» The exercise
Please lay out every one of the rows below as a Markdown table with the columns Number and Line, skipping blank lines. Leave the pictures out of the answer.

» Records provided
────────────────────────────────────────

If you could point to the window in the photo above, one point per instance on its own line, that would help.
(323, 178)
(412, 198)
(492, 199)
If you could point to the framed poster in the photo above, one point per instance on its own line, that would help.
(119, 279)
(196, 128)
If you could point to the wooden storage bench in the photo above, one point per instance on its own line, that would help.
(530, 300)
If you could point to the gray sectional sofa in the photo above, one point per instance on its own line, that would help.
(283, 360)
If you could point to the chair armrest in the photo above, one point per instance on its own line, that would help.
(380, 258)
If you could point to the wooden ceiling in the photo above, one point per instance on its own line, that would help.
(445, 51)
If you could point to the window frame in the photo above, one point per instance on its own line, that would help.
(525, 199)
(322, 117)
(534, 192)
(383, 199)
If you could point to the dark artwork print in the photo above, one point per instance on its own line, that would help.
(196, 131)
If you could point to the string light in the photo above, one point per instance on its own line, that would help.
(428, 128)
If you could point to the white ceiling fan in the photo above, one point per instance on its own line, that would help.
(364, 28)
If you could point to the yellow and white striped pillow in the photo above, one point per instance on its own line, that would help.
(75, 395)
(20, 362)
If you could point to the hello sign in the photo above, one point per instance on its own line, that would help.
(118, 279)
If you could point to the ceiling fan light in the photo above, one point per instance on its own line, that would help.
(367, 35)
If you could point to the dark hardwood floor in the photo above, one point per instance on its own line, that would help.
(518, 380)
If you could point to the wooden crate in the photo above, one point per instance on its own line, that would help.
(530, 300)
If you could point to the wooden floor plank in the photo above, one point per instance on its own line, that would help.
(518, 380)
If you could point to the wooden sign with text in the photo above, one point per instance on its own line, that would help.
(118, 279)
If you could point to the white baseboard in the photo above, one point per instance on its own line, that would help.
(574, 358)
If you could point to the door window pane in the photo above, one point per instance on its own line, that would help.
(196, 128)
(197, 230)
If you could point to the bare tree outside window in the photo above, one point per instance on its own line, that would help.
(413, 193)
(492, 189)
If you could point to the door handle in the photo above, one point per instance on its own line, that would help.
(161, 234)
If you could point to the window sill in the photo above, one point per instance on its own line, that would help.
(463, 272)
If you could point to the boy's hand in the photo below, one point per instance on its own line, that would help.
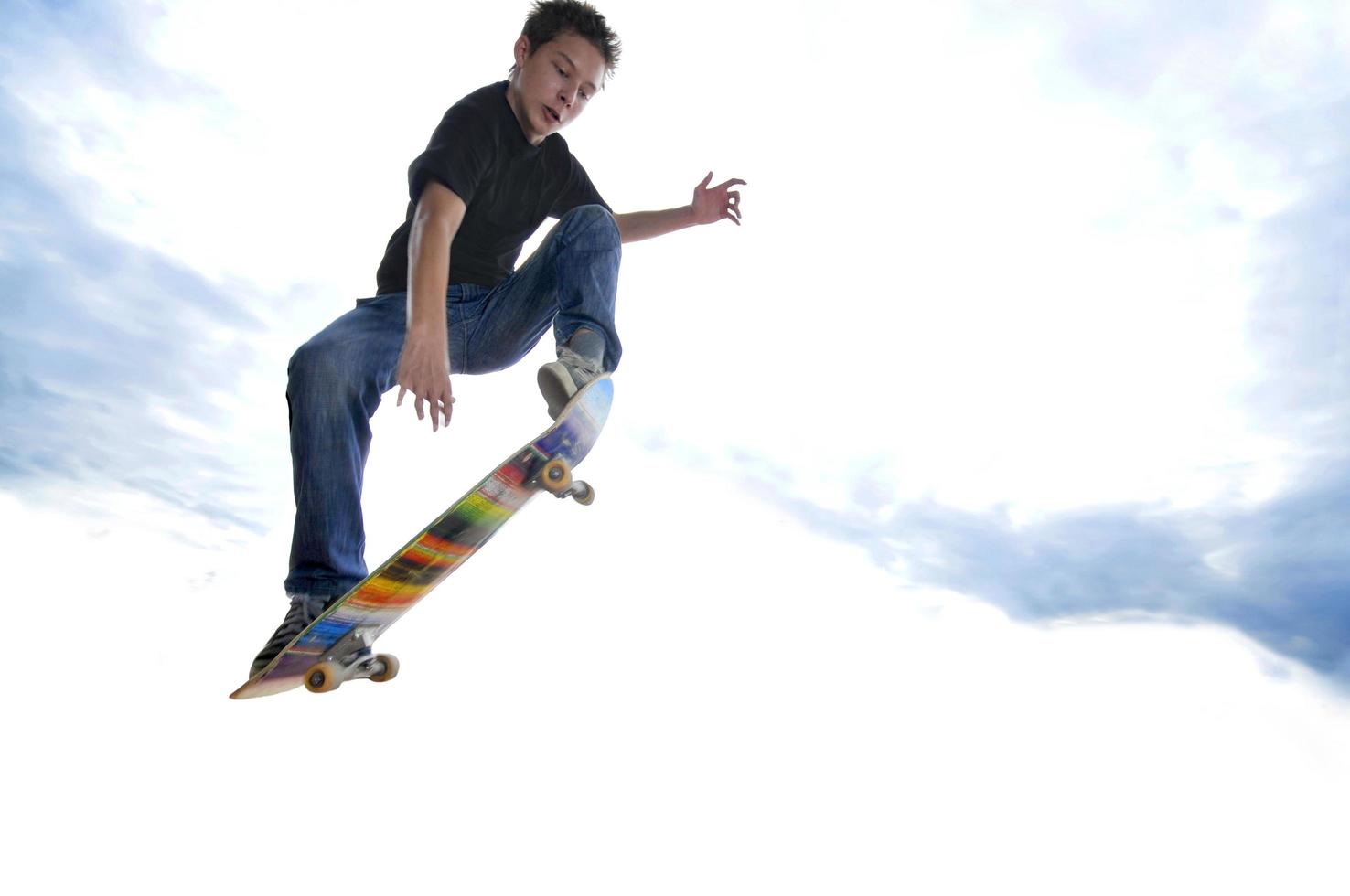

────────────────────────────────────────

» Exercise result
| Number | Line |
|---|---|
| 1 | If you could point to the window in the photo above, one point per instance on its own line, that would help. |
| 2 | (323, 178) |
| 3 | (412, 198) |
| 4 | (492, 199) |
| 5 | If you could point to the framed poster in the photo above, one point per instance on its own line, that would help. |
| 6 | (119, 279) |
| 7 | (196, 128) |
| 8 | If you could point to the wooden storage bench in the photo above, one point per instance on its own line, that would help. |
| 9 | (530, 300) |
| 10 | If you could point to the gray sectional sofa in the photo above, one point per instance on its own line, that would help. |
| 11 | (283, 360) |
| 12 | If you could point to the chair armrest in the photo above, one point per instance on its own line, that would help. |
| 13 | (380, 258) |
| 14 | If you could point to the wooden ceiling in the photo above, one point per instance on its own line, that would help. |
| 15 | (445, 51) |
| 16 | If you could point to the window frame in the photo above, one point per instance on its own line, that would help. |
| 17 | (525, 199) |
| 18 | (322, 117) |
| 19 | (534, 192) |
| 20 | (383, 199) |
| 21 | If you could point to the dark artwork print in the photo above, one point per instance on its own line, that would help. |
| 22 | (196, 131) |
| 23 | If you could point to the string light in the photo above, one point per instance on its own line, that would help. |
| 24 | (428, 128) |
| 25 | If you could point to the white ceiling fan in the photo above, one point per instance on its own line, that would help. |
| 26 | (364, 28) |
| 27 | If you could point to the yellow and white striped pillow in the photo above, one point per instance on its own line, that would help. |
| 28 | (75, 395) |
| 29 | (20, 362) |
| 30 | If you could point to the hello sign in the photo above, one point per instance on its own line, that would help. |
| 31 | (118, 279) |
| 32 | If you could point to the ceiling fan light in the photo above, one point per instance on its own line, that would help. |
| 33 | (367, 35) |
| 34 | If you could point to the dark hardwood floor in the photo above, one point per instance on its own line, that would help. |
| 35 | (518, 380) |
| 36 | If you could point to the wooden crate in the photo above, one point per instance on its own line, that would help. |
| 37 | (530, 300) |
| 38 | If you could point to the wooden floor plank in the photo above, one point per instance on its own line, that would help. |
| 39 | (518, 380) |
| 40 | If you could point to the wooden sign with text in the photo above, one point per instance on its own line, that would help. |
| 41 | (118, 279) |
| 42 | If you could point to the white baseboard in the photo above, one point per instance on its own line, that would help. |
| 43 | (574, 358) |
| 44 | If you could point to the door window pane in the photo above, one point per instance on its own line, that would help. |
| 45 | (196, 128) |
| 46 | (197, 230) |
| 47 | If you could point to the bare tree outside window in the photo above, one point per instance on its own line, that would help. |
| 48 | (413, 193) |
| 49 | (492, 189) |
| 50 | If you could point to the door handle in the photo above, one point per instance on its own line, that would help. |
| 51 | (161, 234) |
| 52 | If you could point to the window sill in the photo above, one point per instance on its own line, that would help. |
| 53 | (463, 272) |
| 54 | If you could point to the boy's hand in the photo below, one point per instance on its own line, that would help. |